Приведённый отрывок:
Он шутил, но мне кажется, что этой сказкой он кое-что сказал: как тот старик, он знал, что золото огромная сила.
Что Архип Иванович просто любил деньги, нельзя думать; тратя мало на себя -- другим он давал щедро и охотно, он не ждал даже, чтобы его просили; сам предлагал, когда думал, что нуждаются. Некоторых товарищей он поддерживал всю жизнь, выдавая им пенсию. Эта изумительная черта характера осталась у Архипа Ивановича до конца жизни и ярко выразилась, когда, продав свой дом за 400 000, он вскоре 100 000 отдал в Академию на премии художникам за картины. Сам же, сделавшись богачом, не изменил нисколько своего образа жизни, продолжал жить без прислуги; обстановка осталась все та же, что и на Малом проспекте, когда он только что начинал свою карьеру; даже все тот же памятный мне коричневый диван, пара кресел и несколько стульев по прежнему составляли меблировку его гостиной. Развлекался он только в кругу своих товарищей, да изредка ходил в театр, преимущественно любил концерты и оперу, но всегда предпочитал попросту посидеть с друзьями.

Упражнение 1: Соберите все строки записей, в которых встречается слово «lamp», и перепишите их.
Отрывок и записи взяты из разных источников.

Данные для обработки:
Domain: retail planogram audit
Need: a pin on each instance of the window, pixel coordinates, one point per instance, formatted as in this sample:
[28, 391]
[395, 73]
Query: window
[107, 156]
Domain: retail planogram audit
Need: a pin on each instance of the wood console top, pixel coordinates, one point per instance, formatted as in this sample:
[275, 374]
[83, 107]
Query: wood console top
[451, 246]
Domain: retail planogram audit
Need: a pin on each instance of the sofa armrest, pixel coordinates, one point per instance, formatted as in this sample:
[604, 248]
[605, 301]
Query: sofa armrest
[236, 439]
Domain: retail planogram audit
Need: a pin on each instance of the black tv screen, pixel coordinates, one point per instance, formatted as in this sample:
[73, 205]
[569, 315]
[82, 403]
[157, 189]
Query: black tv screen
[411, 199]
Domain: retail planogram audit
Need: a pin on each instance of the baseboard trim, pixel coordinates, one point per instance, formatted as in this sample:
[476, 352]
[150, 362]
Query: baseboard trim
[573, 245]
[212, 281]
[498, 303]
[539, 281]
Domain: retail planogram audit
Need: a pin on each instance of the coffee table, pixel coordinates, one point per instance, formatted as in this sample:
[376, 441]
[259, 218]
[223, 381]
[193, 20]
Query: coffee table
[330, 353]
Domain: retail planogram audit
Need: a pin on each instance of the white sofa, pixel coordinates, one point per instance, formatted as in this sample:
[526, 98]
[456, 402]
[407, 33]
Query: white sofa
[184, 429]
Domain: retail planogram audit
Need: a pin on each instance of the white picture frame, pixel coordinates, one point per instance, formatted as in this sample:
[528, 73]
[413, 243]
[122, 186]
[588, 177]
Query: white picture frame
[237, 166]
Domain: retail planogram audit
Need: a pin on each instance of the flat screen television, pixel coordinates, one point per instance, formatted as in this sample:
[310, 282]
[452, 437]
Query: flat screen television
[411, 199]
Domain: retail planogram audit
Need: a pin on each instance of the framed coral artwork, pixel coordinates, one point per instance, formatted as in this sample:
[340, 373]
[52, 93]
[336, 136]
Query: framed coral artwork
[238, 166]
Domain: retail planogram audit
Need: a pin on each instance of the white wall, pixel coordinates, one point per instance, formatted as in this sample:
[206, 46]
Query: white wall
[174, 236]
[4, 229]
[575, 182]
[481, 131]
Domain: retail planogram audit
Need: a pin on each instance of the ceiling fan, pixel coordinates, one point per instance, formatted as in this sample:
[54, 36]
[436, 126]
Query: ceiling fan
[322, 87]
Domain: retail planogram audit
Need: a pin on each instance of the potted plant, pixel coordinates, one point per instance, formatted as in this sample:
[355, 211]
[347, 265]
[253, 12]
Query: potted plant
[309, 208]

* * *

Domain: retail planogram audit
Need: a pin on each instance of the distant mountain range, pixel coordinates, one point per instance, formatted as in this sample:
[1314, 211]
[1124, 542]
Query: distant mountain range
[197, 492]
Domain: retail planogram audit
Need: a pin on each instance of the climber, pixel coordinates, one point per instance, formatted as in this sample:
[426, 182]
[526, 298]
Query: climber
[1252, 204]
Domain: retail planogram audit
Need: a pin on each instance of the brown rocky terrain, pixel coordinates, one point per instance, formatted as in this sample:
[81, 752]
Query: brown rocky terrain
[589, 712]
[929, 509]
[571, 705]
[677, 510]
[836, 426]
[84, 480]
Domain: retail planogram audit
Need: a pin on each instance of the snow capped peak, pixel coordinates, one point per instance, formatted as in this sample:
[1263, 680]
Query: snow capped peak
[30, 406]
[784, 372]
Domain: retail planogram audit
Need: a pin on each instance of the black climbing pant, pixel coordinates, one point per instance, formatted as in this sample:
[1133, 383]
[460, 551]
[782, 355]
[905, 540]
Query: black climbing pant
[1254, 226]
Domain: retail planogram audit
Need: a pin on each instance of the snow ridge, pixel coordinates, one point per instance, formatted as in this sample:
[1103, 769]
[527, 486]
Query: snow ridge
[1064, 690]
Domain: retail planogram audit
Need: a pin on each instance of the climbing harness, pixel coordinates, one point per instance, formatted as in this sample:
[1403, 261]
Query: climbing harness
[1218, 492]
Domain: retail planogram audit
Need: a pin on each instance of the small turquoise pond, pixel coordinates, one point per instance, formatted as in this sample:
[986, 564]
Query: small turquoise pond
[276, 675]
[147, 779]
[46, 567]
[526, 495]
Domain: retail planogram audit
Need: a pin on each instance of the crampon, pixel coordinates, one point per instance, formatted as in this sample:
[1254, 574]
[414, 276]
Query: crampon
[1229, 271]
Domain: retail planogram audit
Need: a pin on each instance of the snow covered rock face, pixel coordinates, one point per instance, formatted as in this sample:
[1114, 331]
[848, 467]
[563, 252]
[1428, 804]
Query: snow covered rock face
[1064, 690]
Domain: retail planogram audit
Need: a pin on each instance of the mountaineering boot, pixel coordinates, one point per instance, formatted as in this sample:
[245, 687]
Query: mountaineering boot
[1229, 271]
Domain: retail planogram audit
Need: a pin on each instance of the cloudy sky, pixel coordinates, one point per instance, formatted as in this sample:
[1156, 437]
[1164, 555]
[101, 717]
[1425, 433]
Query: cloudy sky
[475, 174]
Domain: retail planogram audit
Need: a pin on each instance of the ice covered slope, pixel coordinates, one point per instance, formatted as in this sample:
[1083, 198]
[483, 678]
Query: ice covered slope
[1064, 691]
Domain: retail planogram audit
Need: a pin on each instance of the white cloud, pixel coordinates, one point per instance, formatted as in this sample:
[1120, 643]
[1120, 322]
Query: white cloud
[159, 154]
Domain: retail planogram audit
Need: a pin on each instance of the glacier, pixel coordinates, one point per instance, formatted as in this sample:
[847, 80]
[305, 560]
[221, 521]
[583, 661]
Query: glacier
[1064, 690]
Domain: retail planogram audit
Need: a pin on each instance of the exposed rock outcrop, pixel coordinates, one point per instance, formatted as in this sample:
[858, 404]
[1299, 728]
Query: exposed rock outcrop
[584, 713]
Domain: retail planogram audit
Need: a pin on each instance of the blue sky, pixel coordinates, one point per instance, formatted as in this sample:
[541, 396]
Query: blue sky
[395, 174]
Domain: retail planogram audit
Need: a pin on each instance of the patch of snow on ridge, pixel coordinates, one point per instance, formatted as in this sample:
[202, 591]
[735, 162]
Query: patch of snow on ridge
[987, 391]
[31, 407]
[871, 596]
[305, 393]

==

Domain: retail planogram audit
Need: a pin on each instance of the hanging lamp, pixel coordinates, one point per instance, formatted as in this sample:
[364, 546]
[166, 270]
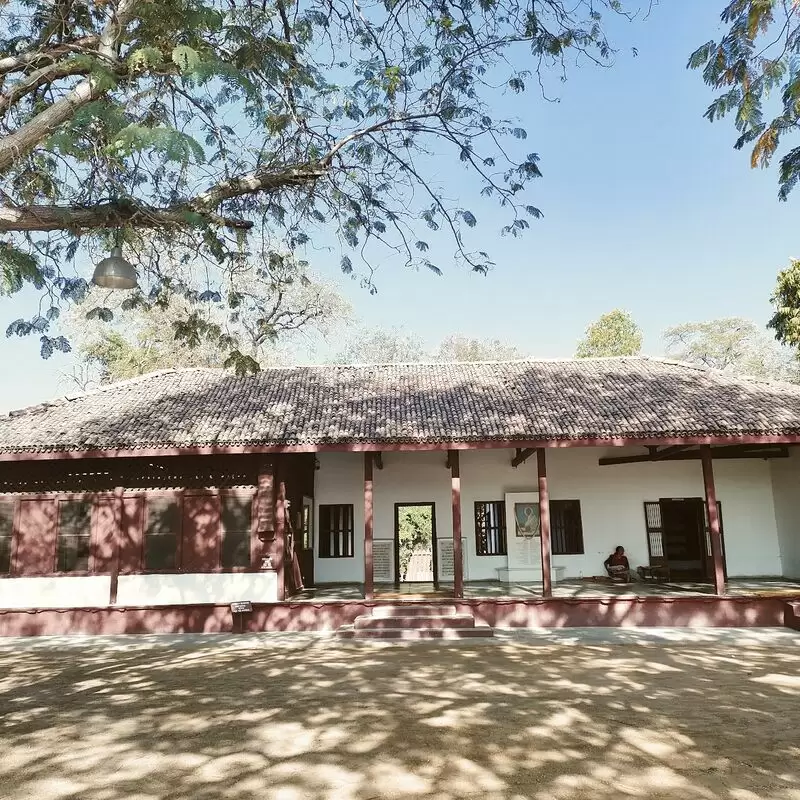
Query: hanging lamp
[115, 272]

Упражнение 2:
Ответьте на вопросы по отрывку:
(а) За какую сумму Архип Иванович продал свой дом?
(б) Сколько денег он отдал в Академию и на что?
(в) Какая мебель по-прежнему составляла меблировку его гостиной?

Ответ на задание 1:
Need: a pin on each instance of the hanging lamp, pixel coordinates, one point per instance, formatted as in this sample:
Query: hanging lamp

Ответ на задание 2:
(а) Архип Иванович продал свой дом за 400 000.
(б) Он отдал в Академию 100 000 на премии художникам за картины.
(в) Меблировку его гостиной по-прежнему составляли коричневый диван, пара кресел и несколько стульев.